:: Tekst źródłowy ::

Na Górnym Śląsku działa jeden z niewielu w Polsce sklepów sprzedających jadalne owady. Właścicielka sklepu "Robaki z paki" wskazuje, że często spotyka się ze strachem i obrzydzeniem ze strony klientów, którzy nie są przekonani do oferowanych produktów.
Afera o jedzenie robaków
W ostatnim czasie Unia Europejska dopuściła do produkcji żywności mąkę ze świerszczy. Ponadto omawiany przez media głośny raport C40 Cities dodatkowo przyczynił się do debaty publicznej na temat jadalnych owadów. Przypomnijmy, że zgodnie z dokumentem, eksperci sugerują zredukowanie spożycia mięsa do 16 kilogramów na osobę rocznie, a przy założeniu celu ambitnego – do zera. Wywołało to poruszenie w opinii publicznej, w szczególności wśród polityków PiS, którzy przekonywali, że Polakom chce się zabronić jedzenia mięsa, które miałoby być zastąpione robakami.
"Robaki z paki". Sklep z jadalnymi owadami na Śląsku
W Kietrzu w województwie opolskim działa sklep "Robaki z paki", który oferuje w sprzedaży jadalne owady. Jest to jeden z niewielu takich sklepów w Polsce. Jego właścicielka przyznaje, że oferowane produkty wzbudzają coraz większe zainteresowanie wśród klientów. Wyznała jednocześnie, że w mediach społecznościowych w ostatnim czasie przybyło dużo niepochlebnych uwag.
— Tak to już jest, że każdy produkt ma swoich zwolenników i przeciwników — powiedziała właścicielka "Robaków z paki" Elżbieta Sawicka-Katolik.

:::
:: Wyodrębnione dane ::

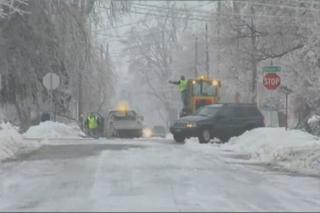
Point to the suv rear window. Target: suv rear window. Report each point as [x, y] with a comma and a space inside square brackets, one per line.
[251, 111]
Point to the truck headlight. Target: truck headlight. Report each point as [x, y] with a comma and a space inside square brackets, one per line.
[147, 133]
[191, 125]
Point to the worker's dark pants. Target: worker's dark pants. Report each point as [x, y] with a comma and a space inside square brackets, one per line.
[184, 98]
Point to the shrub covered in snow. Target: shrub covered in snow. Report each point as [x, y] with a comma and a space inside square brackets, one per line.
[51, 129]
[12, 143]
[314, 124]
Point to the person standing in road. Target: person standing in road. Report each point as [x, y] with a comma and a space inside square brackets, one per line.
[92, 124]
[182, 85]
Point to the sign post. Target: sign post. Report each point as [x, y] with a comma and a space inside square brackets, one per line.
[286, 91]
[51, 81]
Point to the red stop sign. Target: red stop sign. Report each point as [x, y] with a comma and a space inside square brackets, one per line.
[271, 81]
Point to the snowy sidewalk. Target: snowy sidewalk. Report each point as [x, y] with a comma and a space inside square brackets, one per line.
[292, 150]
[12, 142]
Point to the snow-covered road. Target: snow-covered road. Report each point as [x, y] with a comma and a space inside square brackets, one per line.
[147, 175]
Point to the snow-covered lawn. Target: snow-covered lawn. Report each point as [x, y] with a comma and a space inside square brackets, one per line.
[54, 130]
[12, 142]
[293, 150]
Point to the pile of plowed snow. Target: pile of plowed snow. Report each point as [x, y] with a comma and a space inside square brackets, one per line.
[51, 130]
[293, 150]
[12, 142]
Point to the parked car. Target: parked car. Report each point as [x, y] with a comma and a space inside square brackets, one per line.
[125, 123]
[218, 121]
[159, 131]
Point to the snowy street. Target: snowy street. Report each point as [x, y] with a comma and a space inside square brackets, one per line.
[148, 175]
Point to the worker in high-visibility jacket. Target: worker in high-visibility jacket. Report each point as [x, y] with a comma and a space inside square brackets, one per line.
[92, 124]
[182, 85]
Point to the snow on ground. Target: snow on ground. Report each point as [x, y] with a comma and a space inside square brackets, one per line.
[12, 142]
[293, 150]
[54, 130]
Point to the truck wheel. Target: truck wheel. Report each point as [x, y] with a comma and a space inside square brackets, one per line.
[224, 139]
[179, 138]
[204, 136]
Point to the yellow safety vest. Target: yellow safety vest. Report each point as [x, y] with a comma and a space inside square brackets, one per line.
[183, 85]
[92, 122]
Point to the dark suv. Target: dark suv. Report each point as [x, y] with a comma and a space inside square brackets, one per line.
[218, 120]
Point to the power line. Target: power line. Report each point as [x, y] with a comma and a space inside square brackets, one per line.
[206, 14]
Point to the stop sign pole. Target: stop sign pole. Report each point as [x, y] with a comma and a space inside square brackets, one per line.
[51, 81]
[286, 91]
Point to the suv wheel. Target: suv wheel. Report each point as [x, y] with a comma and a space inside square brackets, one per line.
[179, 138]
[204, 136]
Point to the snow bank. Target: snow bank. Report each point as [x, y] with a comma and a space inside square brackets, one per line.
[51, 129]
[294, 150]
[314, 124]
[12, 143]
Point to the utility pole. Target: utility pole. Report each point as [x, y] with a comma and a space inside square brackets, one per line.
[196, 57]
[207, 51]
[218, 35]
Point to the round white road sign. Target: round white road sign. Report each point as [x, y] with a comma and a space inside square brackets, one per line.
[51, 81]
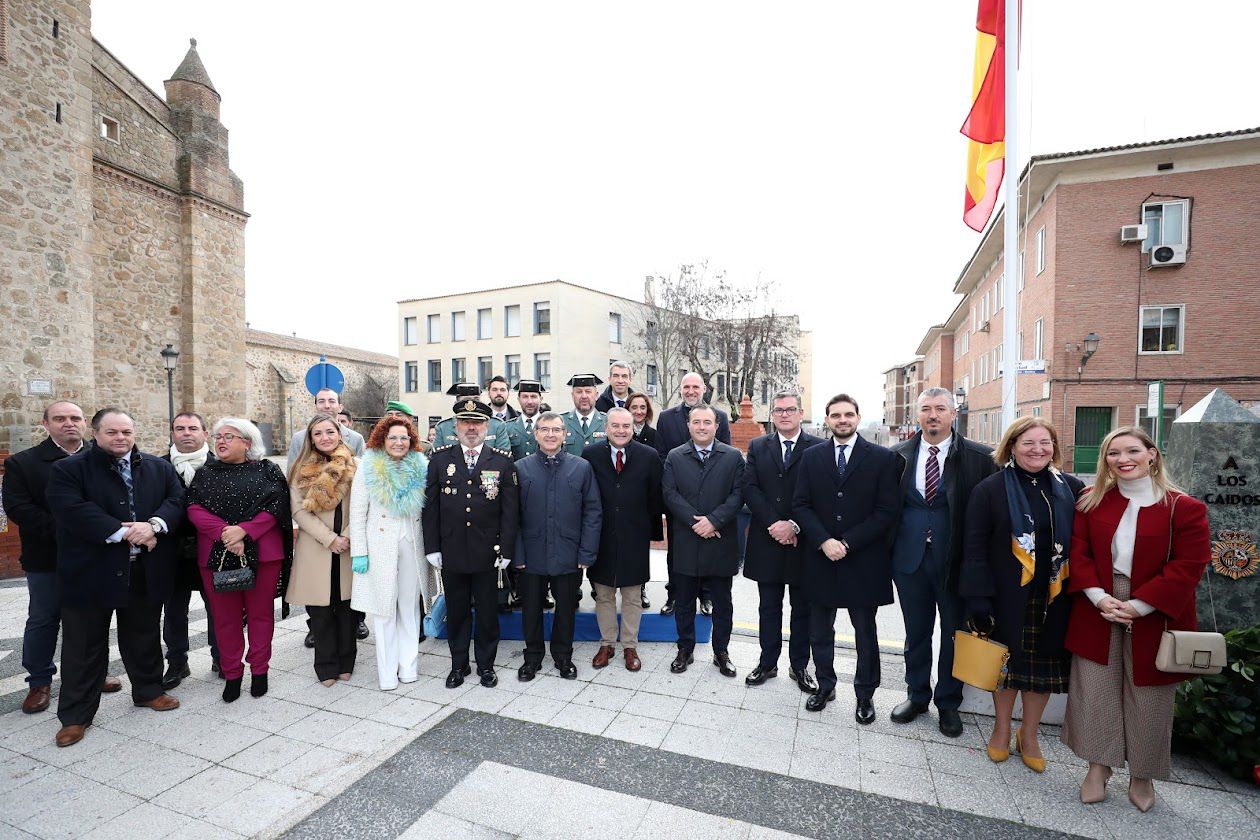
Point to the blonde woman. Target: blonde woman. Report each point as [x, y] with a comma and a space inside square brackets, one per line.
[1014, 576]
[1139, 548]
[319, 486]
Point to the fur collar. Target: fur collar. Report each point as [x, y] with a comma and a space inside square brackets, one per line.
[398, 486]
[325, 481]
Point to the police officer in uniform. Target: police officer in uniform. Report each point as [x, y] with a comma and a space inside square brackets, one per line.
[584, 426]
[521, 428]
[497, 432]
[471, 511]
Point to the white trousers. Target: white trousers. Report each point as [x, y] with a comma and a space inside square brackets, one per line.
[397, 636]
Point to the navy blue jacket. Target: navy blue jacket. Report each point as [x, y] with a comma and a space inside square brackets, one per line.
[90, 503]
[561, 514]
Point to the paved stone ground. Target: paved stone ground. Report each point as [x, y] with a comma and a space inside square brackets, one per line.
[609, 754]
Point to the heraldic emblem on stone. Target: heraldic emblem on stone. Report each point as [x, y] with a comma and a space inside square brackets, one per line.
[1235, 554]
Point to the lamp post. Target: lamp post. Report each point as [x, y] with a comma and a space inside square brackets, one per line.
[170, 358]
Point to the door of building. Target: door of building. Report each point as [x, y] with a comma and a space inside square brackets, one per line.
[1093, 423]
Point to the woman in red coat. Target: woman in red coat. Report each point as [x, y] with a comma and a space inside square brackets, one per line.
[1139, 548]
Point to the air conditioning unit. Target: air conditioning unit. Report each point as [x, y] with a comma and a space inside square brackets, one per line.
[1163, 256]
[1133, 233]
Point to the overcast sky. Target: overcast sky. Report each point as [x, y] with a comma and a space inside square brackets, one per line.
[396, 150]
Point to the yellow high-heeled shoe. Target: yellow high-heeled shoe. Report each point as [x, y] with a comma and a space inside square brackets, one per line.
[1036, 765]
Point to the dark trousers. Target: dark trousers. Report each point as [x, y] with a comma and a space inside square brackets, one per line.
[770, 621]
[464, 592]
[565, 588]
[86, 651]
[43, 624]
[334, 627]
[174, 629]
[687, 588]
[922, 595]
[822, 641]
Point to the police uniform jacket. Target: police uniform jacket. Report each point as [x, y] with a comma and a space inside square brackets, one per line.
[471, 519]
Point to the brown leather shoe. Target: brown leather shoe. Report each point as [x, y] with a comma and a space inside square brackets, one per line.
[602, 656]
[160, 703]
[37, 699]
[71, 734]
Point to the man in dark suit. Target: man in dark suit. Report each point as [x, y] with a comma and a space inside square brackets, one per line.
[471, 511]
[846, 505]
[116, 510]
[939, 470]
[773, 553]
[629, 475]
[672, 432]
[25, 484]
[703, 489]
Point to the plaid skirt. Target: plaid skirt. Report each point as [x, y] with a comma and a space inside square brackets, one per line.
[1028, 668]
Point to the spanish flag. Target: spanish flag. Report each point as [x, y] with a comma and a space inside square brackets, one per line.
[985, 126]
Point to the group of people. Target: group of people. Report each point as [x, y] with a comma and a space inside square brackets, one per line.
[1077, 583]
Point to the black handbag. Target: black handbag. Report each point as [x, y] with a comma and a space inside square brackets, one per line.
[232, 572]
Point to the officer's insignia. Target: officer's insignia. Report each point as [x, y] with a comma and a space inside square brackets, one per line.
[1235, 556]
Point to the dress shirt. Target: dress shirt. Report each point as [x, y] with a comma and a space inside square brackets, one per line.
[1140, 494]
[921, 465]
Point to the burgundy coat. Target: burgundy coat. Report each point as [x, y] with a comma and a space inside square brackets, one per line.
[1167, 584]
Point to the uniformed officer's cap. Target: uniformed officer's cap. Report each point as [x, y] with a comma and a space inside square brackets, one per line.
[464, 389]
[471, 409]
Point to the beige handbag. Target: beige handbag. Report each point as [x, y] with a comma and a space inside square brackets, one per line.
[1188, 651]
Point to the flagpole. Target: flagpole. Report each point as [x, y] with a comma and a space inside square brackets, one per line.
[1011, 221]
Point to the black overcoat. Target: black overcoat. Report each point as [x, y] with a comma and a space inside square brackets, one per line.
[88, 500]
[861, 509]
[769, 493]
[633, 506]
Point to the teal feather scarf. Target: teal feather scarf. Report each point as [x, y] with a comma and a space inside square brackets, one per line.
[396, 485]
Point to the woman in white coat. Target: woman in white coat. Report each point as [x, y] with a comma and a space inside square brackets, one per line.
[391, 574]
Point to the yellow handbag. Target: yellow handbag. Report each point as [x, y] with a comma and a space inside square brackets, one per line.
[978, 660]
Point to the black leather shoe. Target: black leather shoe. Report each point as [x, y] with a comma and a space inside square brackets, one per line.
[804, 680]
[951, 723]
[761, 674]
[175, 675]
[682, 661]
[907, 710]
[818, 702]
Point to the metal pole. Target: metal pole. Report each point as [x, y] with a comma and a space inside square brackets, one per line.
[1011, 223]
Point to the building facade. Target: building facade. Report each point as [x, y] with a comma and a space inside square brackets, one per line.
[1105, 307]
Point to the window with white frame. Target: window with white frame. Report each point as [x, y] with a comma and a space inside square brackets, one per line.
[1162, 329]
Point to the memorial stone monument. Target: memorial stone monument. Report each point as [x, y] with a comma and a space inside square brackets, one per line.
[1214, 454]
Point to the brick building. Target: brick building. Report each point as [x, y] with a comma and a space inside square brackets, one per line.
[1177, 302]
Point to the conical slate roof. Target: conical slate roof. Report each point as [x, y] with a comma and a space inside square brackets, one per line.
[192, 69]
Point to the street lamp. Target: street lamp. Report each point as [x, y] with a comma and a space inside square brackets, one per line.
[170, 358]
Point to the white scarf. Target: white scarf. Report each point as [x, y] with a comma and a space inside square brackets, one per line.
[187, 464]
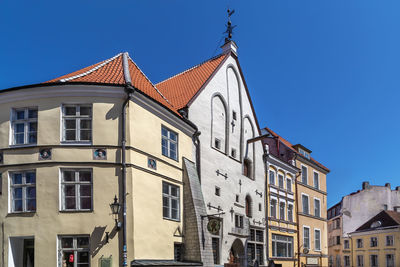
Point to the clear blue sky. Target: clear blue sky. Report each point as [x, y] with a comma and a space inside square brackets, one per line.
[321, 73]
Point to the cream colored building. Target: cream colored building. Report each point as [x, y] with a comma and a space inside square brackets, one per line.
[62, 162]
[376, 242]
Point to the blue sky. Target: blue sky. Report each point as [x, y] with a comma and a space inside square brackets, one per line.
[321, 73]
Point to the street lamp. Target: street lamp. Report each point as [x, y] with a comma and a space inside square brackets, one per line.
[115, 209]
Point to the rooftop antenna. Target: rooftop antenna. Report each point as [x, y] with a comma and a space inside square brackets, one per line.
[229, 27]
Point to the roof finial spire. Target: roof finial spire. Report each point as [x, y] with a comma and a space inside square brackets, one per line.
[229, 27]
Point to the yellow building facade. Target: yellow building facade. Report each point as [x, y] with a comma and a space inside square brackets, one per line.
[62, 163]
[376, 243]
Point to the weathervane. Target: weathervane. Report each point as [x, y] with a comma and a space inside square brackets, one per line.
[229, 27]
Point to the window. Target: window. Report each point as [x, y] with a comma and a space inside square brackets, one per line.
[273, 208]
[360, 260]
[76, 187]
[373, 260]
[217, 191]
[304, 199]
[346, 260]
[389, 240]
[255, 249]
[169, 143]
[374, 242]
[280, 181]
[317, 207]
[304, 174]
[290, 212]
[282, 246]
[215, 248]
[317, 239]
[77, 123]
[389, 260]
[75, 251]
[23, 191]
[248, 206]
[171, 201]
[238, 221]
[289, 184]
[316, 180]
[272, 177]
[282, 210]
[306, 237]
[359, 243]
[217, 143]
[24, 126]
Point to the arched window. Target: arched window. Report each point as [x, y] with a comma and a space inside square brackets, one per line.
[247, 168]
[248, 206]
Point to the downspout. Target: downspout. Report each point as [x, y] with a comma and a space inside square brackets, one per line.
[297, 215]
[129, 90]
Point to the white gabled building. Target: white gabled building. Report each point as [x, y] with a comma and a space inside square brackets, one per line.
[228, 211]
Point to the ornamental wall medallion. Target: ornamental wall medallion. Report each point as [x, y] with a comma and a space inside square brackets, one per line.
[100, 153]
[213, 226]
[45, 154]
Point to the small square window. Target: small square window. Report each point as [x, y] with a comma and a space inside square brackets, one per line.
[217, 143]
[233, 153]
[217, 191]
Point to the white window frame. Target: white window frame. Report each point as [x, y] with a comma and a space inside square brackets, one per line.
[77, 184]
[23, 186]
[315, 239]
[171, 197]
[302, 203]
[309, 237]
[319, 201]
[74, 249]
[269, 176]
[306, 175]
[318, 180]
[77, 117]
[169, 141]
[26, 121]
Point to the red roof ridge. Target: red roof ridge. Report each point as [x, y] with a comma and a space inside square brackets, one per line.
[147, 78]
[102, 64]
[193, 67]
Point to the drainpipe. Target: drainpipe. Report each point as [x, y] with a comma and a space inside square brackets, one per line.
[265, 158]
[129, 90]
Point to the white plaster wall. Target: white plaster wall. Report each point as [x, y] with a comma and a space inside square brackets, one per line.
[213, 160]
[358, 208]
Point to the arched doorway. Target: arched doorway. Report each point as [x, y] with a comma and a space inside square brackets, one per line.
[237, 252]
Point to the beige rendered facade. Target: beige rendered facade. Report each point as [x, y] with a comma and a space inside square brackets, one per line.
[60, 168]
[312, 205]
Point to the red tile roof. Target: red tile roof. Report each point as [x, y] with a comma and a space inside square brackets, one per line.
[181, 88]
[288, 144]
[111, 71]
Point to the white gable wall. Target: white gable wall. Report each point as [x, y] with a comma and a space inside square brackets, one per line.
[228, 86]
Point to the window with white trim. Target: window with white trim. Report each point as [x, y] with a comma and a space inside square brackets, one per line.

:::

Zadania:
1 - W jakiej miejscowości działa sklep „Robaki z paki”, o którym mowa w tekście o sklepie z jadalnymi owadami?
2 - Zaktualizuj fragment tekstu o sklepie z jadalnymi owadami, zaczynając od słów „Na Górnym Śląsku” i kończąc na słowach „do oferowanych produktów.”. Zastąp w nim „klientów” wyrazem „kupujących”.

Odpowiedzi do zadań:
1 - W Kietrzu w województwie opolskim.

2 -
Na Górnym Śląsku działa jeden z niewielu w Polsce sklepów sprzedających jadalne owady. Właścicielka sklepu "Robaki z paki" wskazuje, że często spotyka się ze strachem i obrzydzeniem ze strony kupujących, którzy nie są przekonani do oferowanych produktów.